The records are to be repeated in full, with the images removed.

Source data ->

────────────────────

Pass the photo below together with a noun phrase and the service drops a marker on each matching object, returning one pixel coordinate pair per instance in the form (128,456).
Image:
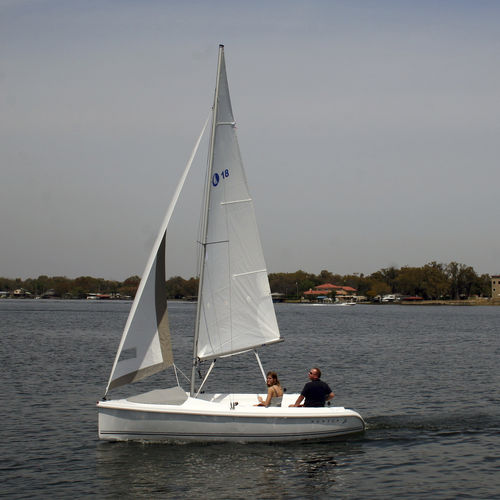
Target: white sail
(236,312)
(145,347)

────────────────────

Solution for this exercise ->
Pass the photo below together with a noun phrase and the service drops a marker on each matching object, returning one pixel coordinate pair per instance in the form (128,456).
Image:
Target: white sail
(236,312)
(145,347)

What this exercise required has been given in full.